── THE DATA

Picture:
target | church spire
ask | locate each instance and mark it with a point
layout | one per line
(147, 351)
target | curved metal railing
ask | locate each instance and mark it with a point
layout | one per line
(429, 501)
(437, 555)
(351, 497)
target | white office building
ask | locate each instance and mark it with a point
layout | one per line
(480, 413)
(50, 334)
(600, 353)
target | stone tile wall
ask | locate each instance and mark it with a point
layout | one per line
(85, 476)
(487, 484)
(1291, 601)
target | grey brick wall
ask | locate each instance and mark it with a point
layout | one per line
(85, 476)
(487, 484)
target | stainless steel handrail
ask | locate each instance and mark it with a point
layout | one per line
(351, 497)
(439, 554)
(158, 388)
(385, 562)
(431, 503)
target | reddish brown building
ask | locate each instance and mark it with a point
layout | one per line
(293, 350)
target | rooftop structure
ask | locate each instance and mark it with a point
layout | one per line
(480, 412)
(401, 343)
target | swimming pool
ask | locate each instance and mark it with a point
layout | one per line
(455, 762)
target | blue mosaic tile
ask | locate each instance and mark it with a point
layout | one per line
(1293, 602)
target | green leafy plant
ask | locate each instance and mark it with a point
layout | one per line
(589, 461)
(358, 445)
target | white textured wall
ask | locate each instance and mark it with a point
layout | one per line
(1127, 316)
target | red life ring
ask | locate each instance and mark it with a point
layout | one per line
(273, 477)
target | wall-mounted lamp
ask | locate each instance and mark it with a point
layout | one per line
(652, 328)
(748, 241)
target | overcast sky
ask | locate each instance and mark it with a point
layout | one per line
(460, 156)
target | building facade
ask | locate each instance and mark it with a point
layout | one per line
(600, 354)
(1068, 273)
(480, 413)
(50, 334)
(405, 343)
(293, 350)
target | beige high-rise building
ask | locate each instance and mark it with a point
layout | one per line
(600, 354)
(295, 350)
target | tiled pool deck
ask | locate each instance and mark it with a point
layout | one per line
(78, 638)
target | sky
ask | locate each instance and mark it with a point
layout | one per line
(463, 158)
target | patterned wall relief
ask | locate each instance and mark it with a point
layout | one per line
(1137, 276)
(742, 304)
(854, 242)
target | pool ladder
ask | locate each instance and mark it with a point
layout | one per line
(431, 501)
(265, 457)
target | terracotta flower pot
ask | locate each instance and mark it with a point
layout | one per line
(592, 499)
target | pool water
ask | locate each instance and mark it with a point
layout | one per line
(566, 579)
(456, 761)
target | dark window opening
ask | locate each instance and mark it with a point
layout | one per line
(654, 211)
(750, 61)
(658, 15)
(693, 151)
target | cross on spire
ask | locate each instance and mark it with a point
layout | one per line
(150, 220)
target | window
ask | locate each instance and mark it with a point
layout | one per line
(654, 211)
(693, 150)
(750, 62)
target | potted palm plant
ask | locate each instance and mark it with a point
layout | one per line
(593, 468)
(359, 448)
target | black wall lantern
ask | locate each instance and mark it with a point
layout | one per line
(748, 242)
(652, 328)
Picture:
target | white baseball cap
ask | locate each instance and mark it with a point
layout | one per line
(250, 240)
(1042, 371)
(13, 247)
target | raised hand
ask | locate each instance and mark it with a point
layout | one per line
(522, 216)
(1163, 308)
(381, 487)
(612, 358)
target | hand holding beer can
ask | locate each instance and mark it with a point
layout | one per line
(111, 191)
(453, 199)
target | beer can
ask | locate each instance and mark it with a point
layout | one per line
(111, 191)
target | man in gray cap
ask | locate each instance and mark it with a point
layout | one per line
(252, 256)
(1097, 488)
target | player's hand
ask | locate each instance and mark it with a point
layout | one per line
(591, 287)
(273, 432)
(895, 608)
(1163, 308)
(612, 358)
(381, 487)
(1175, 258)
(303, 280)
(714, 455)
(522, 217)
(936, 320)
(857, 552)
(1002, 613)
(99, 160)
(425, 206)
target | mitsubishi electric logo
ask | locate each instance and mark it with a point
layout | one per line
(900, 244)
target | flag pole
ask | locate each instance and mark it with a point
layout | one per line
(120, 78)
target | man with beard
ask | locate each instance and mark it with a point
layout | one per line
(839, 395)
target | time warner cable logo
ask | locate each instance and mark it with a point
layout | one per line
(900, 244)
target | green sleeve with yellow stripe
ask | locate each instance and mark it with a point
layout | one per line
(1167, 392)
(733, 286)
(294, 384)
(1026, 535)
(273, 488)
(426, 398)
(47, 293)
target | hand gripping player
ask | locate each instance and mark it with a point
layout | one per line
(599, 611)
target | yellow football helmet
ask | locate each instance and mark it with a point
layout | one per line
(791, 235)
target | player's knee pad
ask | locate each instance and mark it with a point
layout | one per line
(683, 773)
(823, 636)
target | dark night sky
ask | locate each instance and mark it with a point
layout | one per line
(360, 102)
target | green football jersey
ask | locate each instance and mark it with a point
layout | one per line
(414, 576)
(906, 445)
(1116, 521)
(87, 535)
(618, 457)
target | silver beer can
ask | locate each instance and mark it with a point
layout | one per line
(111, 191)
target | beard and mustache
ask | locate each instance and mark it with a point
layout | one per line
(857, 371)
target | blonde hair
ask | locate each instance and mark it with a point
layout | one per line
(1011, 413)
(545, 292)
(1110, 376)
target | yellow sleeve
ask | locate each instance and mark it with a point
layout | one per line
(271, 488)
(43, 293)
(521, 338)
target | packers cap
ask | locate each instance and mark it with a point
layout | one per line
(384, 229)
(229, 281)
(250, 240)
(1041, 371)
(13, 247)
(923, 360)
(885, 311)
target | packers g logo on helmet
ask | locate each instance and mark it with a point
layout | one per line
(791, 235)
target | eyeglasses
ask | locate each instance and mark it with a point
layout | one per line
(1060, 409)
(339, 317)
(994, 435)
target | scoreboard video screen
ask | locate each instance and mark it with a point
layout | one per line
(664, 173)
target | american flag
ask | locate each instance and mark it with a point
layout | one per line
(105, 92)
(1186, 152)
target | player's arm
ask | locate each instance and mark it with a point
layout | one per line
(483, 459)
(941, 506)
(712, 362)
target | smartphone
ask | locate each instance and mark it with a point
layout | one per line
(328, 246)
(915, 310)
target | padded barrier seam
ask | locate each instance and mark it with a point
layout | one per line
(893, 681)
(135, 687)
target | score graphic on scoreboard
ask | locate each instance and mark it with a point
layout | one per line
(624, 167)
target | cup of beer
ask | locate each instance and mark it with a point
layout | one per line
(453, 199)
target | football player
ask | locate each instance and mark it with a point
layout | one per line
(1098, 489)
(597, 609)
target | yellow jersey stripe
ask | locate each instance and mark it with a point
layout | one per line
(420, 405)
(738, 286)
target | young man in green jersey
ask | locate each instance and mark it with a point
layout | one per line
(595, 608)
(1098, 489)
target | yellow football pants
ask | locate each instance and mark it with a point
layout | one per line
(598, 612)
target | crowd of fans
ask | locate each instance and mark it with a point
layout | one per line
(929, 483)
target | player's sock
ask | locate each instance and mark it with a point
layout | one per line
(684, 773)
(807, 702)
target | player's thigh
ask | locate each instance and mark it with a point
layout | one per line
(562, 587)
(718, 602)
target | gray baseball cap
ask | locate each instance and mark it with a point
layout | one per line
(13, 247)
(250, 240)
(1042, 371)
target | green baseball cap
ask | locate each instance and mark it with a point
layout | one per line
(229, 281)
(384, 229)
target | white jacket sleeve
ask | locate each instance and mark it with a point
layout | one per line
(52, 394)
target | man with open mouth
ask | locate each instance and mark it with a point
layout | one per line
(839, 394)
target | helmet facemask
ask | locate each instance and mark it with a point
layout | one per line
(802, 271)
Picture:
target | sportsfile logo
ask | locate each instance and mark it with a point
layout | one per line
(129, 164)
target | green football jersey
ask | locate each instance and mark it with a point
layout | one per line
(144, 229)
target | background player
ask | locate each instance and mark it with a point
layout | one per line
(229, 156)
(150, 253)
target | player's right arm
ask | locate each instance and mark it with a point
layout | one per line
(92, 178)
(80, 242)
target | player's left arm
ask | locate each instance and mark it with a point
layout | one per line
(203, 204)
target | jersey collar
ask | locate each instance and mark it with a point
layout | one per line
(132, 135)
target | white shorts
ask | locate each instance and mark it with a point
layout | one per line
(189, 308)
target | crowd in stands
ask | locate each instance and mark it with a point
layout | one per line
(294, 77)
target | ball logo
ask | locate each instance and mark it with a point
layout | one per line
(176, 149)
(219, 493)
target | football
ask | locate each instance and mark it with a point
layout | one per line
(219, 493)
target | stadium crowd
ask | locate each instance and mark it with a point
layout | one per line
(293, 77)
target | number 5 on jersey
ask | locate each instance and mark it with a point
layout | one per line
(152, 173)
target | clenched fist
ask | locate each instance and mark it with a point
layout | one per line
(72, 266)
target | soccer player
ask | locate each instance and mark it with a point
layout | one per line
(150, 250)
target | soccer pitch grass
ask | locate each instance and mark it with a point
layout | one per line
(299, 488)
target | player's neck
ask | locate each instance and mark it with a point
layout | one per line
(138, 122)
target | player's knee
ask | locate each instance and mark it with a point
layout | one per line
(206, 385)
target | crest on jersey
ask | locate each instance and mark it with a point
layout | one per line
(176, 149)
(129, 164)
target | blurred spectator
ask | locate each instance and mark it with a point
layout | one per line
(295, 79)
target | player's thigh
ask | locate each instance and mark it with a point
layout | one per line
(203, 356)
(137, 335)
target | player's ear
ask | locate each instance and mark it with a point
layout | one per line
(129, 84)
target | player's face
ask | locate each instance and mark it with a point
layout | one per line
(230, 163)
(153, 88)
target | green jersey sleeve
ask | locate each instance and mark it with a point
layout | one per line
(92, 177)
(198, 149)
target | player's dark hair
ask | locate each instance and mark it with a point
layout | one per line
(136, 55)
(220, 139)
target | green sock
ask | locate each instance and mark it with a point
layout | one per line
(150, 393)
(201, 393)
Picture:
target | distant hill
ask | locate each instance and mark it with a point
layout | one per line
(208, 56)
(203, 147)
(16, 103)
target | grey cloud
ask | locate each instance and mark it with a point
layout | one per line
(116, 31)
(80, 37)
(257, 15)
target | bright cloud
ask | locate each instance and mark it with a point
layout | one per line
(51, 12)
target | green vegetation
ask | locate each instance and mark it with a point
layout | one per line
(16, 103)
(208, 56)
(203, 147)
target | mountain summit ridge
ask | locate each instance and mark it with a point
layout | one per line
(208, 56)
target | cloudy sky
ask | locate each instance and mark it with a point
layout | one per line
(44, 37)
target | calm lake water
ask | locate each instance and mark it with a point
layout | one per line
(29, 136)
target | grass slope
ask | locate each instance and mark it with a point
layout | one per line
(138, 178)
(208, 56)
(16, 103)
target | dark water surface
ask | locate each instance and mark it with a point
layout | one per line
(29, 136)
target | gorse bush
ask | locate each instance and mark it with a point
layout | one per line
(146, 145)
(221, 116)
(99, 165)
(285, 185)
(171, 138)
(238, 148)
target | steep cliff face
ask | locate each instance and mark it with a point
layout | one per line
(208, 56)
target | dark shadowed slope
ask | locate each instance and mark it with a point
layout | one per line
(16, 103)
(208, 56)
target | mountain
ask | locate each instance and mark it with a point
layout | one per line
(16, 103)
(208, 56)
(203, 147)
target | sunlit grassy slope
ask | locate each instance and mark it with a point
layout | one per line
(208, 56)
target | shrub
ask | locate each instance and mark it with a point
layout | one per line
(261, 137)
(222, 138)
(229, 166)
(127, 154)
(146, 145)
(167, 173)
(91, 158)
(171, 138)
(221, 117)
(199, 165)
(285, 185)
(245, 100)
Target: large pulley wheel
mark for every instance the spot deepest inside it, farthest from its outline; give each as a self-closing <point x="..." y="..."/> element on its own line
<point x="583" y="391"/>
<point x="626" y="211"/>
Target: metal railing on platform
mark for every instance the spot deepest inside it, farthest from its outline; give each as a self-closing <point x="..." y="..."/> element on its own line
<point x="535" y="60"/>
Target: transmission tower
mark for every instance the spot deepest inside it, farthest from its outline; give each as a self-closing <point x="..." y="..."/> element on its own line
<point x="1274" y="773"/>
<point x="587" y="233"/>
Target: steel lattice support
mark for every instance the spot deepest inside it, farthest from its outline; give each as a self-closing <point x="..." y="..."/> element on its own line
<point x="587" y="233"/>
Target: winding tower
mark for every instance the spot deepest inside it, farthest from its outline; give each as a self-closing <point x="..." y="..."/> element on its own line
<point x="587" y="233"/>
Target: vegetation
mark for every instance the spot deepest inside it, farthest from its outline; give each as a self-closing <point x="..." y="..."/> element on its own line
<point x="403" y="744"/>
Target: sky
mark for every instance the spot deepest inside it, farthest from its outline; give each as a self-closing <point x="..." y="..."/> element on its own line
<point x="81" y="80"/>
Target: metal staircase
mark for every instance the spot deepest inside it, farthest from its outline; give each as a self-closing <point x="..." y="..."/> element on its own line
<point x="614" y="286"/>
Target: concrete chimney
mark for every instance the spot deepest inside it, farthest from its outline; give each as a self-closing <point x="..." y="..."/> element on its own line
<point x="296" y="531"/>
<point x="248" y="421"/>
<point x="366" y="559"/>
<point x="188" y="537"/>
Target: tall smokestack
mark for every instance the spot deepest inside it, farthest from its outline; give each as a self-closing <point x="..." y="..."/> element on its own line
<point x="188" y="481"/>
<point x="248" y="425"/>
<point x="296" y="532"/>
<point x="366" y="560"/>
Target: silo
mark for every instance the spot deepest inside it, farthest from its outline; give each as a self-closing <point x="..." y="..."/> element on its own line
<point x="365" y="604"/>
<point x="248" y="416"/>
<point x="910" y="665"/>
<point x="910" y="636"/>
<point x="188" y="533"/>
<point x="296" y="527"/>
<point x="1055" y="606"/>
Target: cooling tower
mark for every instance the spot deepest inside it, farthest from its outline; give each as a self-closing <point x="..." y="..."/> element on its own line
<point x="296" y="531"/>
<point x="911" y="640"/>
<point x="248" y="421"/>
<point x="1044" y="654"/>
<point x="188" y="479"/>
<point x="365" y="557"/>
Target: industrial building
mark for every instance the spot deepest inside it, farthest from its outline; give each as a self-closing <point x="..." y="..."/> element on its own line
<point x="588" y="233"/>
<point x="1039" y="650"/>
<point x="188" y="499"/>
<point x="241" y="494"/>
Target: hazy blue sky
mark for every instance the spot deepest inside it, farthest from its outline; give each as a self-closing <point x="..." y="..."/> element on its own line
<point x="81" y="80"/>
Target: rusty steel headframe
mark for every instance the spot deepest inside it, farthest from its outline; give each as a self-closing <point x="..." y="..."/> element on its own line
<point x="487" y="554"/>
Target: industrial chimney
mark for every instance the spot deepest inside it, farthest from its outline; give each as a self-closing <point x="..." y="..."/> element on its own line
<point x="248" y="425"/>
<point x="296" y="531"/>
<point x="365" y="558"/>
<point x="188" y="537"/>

────

=== REQUIRED WORK ===
On how many lines of the data does "dark" appear? Give only that number.

=== ANSWER FOR THIS EXERCISE ===
5